What the task asks |
Filter the listing below and copy out every line that contains the string "tree".

• • • • • • •

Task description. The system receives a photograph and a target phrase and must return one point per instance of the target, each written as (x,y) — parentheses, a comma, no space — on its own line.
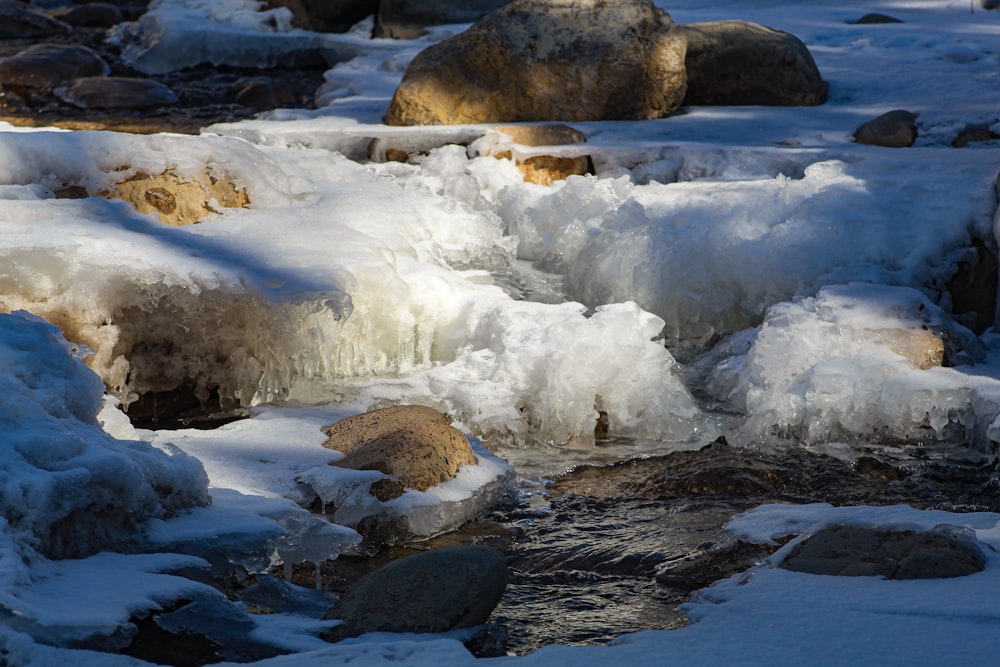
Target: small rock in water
(893,129)
(93,15)
(18,21)
(859,551)
(48,65)
(434,591)
(113,92)
(416,444)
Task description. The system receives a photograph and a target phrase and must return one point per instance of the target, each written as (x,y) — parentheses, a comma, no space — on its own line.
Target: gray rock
(47,65)
(407,19)
(17,20)
(548,60)
(114,92)
(434,591)
(741,63)
(893,129)
(327,15)
(862,551)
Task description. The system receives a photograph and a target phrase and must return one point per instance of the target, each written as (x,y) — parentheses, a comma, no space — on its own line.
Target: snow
(751,256)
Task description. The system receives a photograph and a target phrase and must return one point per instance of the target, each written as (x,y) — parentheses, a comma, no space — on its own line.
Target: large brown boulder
(741,63)
(407,19)
(558,60)
(415,444)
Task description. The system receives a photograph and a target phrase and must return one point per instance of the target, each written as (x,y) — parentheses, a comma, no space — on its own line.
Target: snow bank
(67,489)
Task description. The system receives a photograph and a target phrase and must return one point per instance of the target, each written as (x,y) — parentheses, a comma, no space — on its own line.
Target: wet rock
(415,444)
(265,93)
(434,591)
(92,15)
(893,129)
(973,288)
(18,20)
(534,60)
(327,15)
(864,551)
(48,65)
(179,200)
(540,169)
(700,569)
(869,19)
(114,92)
(736,62)
(407,19)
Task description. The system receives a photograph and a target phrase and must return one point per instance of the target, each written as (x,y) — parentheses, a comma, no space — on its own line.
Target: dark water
(604,550)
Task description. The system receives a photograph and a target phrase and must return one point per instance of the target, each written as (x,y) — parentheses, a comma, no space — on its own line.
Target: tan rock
(549,60)
(416,444)
(179,200)
(543,169)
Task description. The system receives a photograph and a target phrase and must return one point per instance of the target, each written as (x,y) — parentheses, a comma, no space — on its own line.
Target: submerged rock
(113,92)
(48,65)
(407,19)
(893,129)
(864,551)
(93,15)
(736,62)
(434,591)
(416,444)
(18,21)
(548,60)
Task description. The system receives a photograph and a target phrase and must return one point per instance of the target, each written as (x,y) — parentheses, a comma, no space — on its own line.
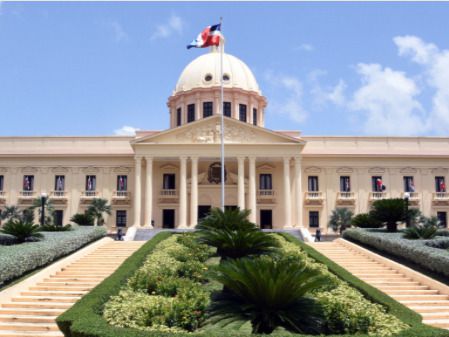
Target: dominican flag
(210,36)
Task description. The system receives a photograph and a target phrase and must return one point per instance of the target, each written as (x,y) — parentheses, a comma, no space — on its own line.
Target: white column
(252,189)
(241,182)
(298,193)
(194,193)
(183,194)
(137,191)
(149,192)
(287,194)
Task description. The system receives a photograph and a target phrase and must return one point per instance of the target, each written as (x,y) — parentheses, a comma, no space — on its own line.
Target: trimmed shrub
(17,260)
(421,252)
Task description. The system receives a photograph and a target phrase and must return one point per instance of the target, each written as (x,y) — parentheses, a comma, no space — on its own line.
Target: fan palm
(97,208)
(233,235)
(269,293)
(21,230)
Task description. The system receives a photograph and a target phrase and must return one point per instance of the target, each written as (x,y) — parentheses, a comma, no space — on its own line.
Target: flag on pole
(210,36)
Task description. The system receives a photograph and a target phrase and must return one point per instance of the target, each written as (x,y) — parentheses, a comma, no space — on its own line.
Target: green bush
(365,220)
(420,252)
(22,231)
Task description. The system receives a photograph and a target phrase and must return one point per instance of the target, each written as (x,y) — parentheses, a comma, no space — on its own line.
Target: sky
(105,68)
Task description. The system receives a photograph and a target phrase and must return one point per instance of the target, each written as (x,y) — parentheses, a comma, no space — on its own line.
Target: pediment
(208,131)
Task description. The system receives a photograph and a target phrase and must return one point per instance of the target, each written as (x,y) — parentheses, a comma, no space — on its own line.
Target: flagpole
(222,119)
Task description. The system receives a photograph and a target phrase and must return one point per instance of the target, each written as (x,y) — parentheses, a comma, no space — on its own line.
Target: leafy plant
(97,208)
(82,219)
(22,231)
(340,219)
(233,235)
(390,212)
(365,220)
(270,293)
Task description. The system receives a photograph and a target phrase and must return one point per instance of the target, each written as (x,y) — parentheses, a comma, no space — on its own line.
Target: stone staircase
(420,293)
(30,308)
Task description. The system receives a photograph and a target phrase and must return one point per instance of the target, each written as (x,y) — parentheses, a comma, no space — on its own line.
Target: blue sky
(325,68)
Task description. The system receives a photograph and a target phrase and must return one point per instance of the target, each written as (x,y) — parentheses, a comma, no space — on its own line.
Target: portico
(196,182)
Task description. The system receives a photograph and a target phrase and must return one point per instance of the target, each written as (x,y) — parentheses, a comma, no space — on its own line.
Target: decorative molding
(90,169)
(29,169)
(121,169)
(408,170)
(312,169)
(376,170)
(345,170)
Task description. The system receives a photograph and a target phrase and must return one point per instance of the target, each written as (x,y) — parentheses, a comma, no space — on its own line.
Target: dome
(204,72)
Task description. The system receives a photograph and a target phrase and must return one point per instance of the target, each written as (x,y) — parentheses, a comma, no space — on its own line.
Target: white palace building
(171,178)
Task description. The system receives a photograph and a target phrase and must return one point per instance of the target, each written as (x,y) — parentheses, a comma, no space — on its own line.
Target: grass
(85,319)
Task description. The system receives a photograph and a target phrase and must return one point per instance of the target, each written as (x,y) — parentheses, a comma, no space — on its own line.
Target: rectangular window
(120,218)
(409,185)
(242,112)
(345,184)
(314,219)
(28,183)
(440,184)
(207,109)
(254,116)
(59,183)
(58,217)
(169,181)
(122,183)
(178,116)
(265,182)
(227,109)
(190,113)
(91,183)
(442,218)
(377,184)
(313,184)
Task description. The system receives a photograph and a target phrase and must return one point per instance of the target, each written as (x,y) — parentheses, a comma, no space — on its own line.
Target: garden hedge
(85,318)
(19,259)
(421,252)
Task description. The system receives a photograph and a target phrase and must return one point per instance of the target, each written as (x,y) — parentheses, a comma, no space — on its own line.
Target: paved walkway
(420,293)
(30,307)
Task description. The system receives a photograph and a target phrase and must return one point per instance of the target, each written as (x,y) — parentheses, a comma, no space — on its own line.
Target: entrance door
(203,211)
(168,218)
(266,219)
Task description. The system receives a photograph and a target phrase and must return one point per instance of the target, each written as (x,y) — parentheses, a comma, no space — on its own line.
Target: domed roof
(204,72)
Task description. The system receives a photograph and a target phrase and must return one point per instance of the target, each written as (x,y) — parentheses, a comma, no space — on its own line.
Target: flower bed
(16,260)
(429,254)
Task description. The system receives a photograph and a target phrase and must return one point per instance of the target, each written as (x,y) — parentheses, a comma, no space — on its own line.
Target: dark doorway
(168,218)
(266,219)
(203,211)
(58,215)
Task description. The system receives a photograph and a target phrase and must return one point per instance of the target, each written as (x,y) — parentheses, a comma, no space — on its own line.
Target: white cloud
(174,25)
(387,102)
(126,131)
(436,67)
(292,93)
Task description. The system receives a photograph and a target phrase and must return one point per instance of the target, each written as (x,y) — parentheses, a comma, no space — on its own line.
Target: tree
(270,293)
(340,219)
(365,220)
(390,212)
(97,208)
(21,230)
(234,235)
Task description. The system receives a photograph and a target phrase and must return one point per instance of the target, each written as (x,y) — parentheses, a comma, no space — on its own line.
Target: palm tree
(97,208)
(340,219)
(11,212)
(270,293)
(234,235)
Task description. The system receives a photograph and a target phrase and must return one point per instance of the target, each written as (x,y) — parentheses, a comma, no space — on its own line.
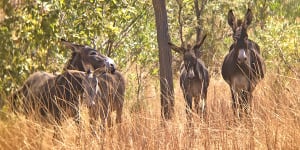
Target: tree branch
(179,2)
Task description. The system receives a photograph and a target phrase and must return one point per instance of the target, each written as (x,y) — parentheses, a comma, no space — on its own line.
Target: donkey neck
(75,63)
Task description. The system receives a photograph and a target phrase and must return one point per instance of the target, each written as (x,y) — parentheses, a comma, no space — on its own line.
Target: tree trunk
(165,60)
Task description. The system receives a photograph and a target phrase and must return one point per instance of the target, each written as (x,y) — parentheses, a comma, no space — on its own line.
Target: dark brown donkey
(44,93)
(31,88)
(109,99)
(111,84)
(243,67)
(194,78)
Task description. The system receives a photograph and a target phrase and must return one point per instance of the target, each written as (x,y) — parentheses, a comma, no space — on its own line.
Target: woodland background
(30,33)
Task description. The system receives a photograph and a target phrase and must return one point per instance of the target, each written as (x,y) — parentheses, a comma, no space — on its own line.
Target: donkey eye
(93,53)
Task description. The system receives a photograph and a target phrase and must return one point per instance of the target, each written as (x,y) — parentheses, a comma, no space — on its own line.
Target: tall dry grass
(275,123)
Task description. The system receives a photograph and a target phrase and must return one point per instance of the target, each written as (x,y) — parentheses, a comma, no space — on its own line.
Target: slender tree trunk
(165,60)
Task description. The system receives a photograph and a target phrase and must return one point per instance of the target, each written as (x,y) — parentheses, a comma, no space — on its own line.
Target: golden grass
(275,123)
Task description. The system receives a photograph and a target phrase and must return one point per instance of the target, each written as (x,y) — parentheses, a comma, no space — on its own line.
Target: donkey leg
(189,103)
(235,104)
(197,106)
(93,114)
(247,96)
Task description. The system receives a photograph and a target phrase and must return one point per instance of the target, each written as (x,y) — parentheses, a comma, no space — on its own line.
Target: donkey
(80,54)
(109,99)
(243,67)
(194,78)
(59,98)
(111,84)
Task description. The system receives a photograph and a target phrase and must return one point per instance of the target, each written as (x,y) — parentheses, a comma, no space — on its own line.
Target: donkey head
(189,56)
(240,36)
(85,58)
(91,87)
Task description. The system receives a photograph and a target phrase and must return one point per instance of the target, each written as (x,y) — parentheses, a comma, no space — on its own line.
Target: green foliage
(125,30)
(31,32)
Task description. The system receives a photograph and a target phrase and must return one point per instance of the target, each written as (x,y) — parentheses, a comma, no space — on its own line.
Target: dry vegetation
(275,123)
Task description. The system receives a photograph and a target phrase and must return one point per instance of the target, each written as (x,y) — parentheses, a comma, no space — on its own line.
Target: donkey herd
(91,78)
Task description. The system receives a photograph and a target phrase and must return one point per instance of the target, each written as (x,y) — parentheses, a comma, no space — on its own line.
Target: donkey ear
(176,48)
(198,45)
(231,18)
(70,45)
(248,18)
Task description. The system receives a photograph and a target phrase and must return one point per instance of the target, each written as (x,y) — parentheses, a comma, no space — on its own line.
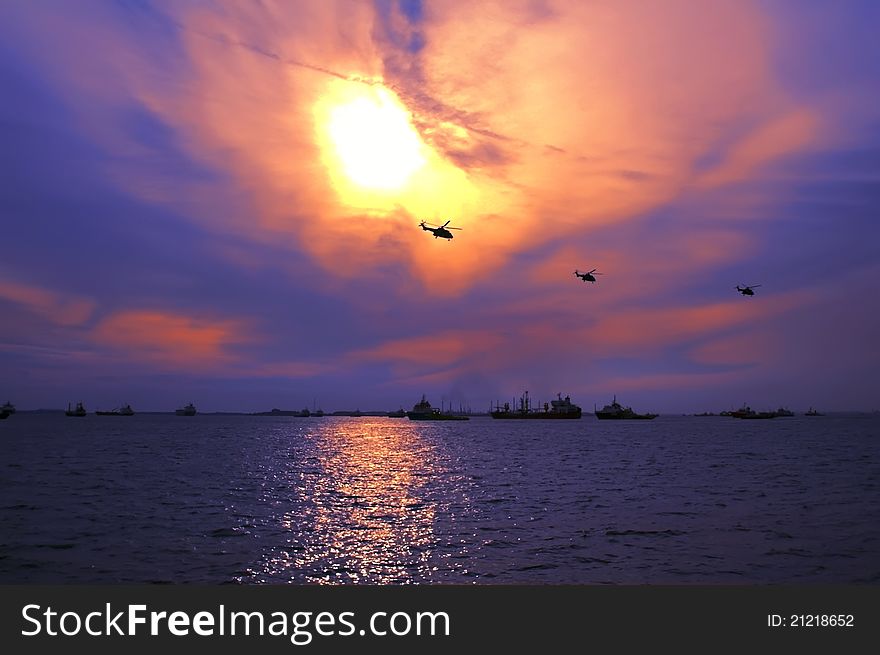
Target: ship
(78,411)
(189,410)
(555,409)
(422,411)
(747,412)
(303,413)
(616,411)
(125,410)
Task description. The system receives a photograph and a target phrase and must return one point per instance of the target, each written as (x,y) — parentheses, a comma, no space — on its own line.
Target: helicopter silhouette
(747,291)
(588,276)
(439,230)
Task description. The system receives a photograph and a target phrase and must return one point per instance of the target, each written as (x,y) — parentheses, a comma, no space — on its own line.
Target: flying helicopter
(747,291)
(588,276)
(439,230)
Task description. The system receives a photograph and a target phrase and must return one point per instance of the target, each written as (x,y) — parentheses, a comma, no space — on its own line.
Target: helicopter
(588,276)
(747,291)
(439,230)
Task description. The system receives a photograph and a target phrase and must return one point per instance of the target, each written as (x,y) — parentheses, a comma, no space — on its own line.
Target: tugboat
(125,410)
(616,411)
(422,411)
(79,411)
(559,408)
(189,410)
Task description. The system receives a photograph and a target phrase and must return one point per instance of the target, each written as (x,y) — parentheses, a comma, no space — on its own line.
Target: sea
(680,500)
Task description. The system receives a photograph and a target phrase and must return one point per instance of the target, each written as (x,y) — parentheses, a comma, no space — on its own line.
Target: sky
(219,202)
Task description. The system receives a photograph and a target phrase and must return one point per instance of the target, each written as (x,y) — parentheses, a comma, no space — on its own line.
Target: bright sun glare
(377,146)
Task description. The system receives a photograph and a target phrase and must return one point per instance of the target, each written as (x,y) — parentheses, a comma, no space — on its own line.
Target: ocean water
(343,500)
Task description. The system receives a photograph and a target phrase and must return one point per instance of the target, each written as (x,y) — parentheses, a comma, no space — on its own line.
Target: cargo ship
(79,411)
(125,410)
(189,410)
(616,411)
(422,411)
(556,409)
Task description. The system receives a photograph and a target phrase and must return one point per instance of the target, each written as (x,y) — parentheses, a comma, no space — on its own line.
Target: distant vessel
(290,412)
(79,411)
(189,410)
(555,409)
(747,412)
(616,411)
(422,411)
(125,410)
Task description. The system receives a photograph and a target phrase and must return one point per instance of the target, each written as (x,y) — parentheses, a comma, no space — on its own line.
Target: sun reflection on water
(363,510)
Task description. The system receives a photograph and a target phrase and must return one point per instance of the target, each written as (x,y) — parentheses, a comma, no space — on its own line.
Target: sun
(373,139)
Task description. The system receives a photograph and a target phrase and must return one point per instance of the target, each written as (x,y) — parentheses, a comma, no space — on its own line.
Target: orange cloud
(533,125)
(56,307)
(172,340)
(442,349)
(534,121)
(788,133)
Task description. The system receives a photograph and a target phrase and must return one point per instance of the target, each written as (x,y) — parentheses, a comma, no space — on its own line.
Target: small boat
(125,410)
(189,410)
(422,411)
(561,408)
(758,415)
(78,411)
(616,411)
(747,412)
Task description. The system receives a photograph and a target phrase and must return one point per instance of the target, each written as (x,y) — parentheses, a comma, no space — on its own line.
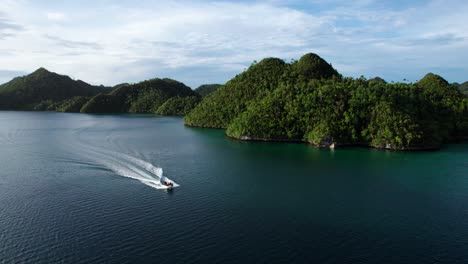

• • • • • • •

Exercise solution |
Target: tree
Target: palm tree
Target: tree branch
Target: tree trunk
Target: slender tree trunk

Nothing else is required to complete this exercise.